## Goal of the exercise
Your output is the line containing "task | identify every instance of the person in grey" plus all lines after it to the end of the records, reproduced exactly, with nothing else.

## Data lines
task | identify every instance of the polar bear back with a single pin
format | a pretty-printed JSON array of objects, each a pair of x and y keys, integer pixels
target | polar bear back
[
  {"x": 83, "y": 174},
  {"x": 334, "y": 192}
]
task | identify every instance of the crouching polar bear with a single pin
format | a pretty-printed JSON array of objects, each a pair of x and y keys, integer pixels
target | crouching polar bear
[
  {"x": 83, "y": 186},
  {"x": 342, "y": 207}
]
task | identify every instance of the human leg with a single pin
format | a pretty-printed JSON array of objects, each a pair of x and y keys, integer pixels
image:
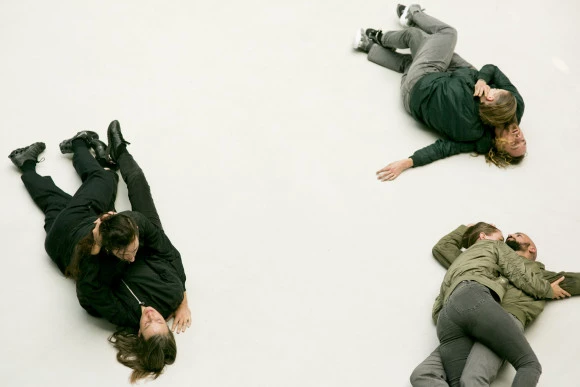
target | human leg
[
  {"x": 137, "y": 185},
  {"x": 483, "y": 364},
  {"x": 389, "y": 58},
  {"x": 472, "y": 312},
  {"x": 48, "y": 197},
  {"x": 430, "y": 373},
  {"x": 431, "y": 53}
]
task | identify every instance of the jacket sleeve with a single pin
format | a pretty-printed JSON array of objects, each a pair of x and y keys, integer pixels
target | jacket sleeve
[
  {"x": 492, "y": 75},
  {"x": 441, "y": 149},
  {"x": 98, "y": 298},
  {"x": 449, "y": 247},
  {"x": 571, "y": 282},
  {"x": 156, "y": 245},
  {"x": 513, "y": 267}
]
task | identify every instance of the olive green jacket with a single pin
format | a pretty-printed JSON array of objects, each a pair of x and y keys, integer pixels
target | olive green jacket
[
  {"x": 492, "y": 264},
  {"x": 515, "y": 301}
]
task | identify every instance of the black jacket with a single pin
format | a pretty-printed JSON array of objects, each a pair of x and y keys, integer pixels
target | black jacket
[
  {"x": 156, "y": 278},
  {"x": 445, "y": 102}
]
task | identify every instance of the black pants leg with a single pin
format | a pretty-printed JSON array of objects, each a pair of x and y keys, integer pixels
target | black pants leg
[
  {"x": 138, "y": 188},
  {"x": 48, "y": 197}
]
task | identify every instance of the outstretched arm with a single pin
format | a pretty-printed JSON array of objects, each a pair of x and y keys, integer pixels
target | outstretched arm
[{"x": 441, "y": 149}]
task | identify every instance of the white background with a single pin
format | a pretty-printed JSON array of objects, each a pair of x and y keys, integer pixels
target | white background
[{"x": 260, "y": 131}]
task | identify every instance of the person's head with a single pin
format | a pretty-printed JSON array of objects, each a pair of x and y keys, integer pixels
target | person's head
[
  {"x": 478, "y": 231},
  {"x": 119, "y": 236},
  {"x": 523, "y": 245},
  {"x": 149, "y": 350},
  {"x": 498, "y": 108},
  {"x": 509, "y": 146}
]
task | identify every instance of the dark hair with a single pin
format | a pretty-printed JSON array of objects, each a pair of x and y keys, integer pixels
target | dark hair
[
  {"x": 147, "y": 358},
  {"x": 117, "y": 232},
  {"x": 471, "y": 235},
  {"x": 499, "y": 112}
]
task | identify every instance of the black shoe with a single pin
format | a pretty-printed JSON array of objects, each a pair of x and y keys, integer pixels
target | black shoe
[
  {"x": 101, "y": 155},
  {"x": 86, "y": 135},
  {"x": 374, "y": 35},
  {"x": 400, "y": 9},
  {"x": 31, "y": 152},
  {"x": 115, "y": 138}
]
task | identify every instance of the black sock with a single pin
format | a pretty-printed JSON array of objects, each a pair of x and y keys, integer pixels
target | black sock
[
  {"x": 78, "y": 143},
  {"x": 29, "y": 166}
]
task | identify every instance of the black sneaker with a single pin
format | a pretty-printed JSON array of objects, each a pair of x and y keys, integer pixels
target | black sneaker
[
  {"x": 31, "y": 152},
  {"x": 86, "y": 135},
  {"x": 374, "y": 35}
]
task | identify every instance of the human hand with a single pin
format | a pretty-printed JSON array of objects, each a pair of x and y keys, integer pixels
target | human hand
[
  {"x": 182, "y": 316},
  {"x": 481, "y": 88},
  {"x": 394, "y": 169},
  {"x": 558, "y": 291}
]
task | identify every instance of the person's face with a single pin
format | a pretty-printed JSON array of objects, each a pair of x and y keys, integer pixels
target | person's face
[
  {"x": 514, "y": 142},
  {"x": 495, "y": 236},
  {"x": 520, "y": 242},
  {"x": 129, "y": 252},
  {"x": 152, "y": 323}
]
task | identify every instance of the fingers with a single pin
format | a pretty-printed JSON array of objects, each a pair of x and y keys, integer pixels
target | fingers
[
  {"x": 387, "y": 174},
  {"x": 180, "y": 324}
]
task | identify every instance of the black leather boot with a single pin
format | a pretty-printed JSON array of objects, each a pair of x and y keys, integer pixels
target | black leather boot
[
  {"x": 31, "y": 152},
  {"x": 101, "y": 155},
  {"x": 115, "y": 138},
  {"x": 86, "y": 135}
]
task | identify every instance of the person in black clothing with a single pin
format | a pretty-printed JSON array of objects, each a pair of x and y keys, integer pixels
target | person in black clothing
[
  {"x": 475, "y": 111},
  {"x": 107, "y": 285}
]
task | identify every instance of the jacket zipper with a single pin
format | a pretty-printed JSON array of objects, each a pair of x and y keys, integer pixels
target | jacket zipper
[{"x": 138, "y": 300}]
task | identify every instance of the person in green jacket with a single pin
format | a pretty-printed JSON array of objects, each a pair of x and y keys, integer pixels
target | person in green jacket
[
  {"x": 468, "y": 306},
  {"x": 475, "y": 111},
  {"x": 482, "y": 365}
]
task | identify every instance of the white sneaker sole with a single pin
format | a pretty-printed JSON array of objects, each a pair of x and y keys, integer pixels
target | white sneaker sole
[{"x": 356, "y": 43}]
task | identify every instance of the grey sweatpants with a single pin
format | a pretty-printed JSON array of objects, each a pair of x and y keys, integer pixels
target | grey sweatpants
[
  {"x": 480, "y": 370},
  {"x": 472, "y": 314},
  {"x": 432, "y": 45}
]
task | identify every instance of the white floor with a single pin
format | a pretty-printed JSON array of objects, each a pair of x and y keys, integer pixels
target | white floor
[{"x": 260, "y": 131}]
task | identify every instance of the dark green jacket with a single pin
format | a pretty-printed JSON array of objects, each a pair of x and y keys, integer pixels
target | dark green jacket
[
  {"x": 445, "y": 103},
  {"x": 515, "y": 301}
]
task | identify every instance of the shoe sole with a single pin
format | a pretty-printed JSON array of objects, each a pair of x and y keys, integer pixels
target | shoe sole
[{"x": 356, "y": 44}]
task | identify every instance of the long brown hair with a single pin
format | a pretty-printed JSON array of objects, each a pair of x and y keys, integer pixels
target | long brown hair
[
  {"x": 471, "y": 235},
  {"x": 117, "y": 231},
  {"x": 499, "y": 112},
  {"x": 147, "y": 358}
]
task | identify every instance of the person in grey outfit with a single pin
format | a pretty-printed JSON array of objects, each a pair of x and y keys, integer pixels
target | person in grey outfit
[{"x": 474, "y": 111}]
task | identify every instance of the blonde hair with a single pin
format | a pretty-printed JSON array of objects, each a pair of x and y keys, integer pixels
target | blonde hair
[{"x": 499, "y": 112}]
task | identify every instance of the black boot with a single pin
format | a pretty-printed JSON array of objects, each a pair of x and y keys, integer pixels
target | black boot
[
  {"x": 115, "y": 138},
  {"x": 31, "y": 152},
  {"x": 86, "y": 135},
  {"x": 100, "y": 149}
]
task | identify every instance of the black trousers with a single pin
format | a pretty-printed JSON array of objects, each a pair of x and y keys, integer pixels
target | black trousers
[{"x": 67, "y": 219}]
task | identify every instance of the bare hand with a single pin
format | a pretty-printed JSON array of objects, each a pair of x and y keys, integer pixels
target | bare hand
[
  {"x": 394, "y": 169},
  {"x": 558, "y": 291},
  {"x": 481, "y": 88},
  {"x": 181, "y": 318}
]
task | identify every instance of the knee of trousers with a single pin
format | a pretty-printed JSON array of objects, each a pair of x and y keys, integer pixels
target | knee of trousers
[{"x": 424, "y": 376}]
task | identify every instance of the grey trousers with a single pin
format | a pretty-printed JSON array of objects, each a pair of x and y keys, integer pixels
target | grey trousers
[
  {"x": 472, "y": 314},
  {"x": 432, "y": 45},
  {"x": 480, "y": 370}
]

## Answer to this task
task | identify every instance of the person in grey outfit with a single pin
format | a pretty-printed JSON array of objects, each a pair of x and y keys, integer pixels
target | person in grey outfit
[{"x": 474, "y": 111}]
task | identify every instance of the blonde hair with a single pin
format | a pretty-printed JSON array of objects, each a pair of x and y keys, integer pixels
target | blonde hair
[{"x": 499, "y": 112}]
task | identify every instance of the black boot with a single pin
format | a pretty-printed JSON array of objects, each a pair of x and y keys, integer pixels
target | black boot
[
  {"x": 115, "y": 138},
  {"x": 31, "y": 152},
  {"x": 86, "y": 135},
  {"x": 100, "y": 149}
]
task | identify every instance of the black trousers with a single pin
format | a pretty-printed JSON array of objects, each a pair of x and y keys, integer pixels
target | black trousers
[{"x": 67, "y": 219}]
task | identify every instance of the bare hand with a single pin
format | a pretty-printed JSON array of objects, each a pair of x and y keys, integer pixels
target | bare hand
[
  {"x": 394, "y": 169},
  {"x": 558, "y": 291},
  {"x": 481, "y": 88},
  {"x": 181, "y": 318}
]
task | identify every instance of the knee of trousers with a single pin
format | a pretty-printed JSON array of objects, each a pair of x and y keys, integer pixels
target | knee of trousers
[{"x": 424, "y": 376}]
task | identify every instance of the grey trousers with a single pin
format | a pretty-printed JSON array of objects, each a pair of x and y keys, integer pixels
target | grey trousers
[
  {"x": 472, "y": 314},
  {"x": 432, "y": 45},
  {"x": 480, "y": 370}
]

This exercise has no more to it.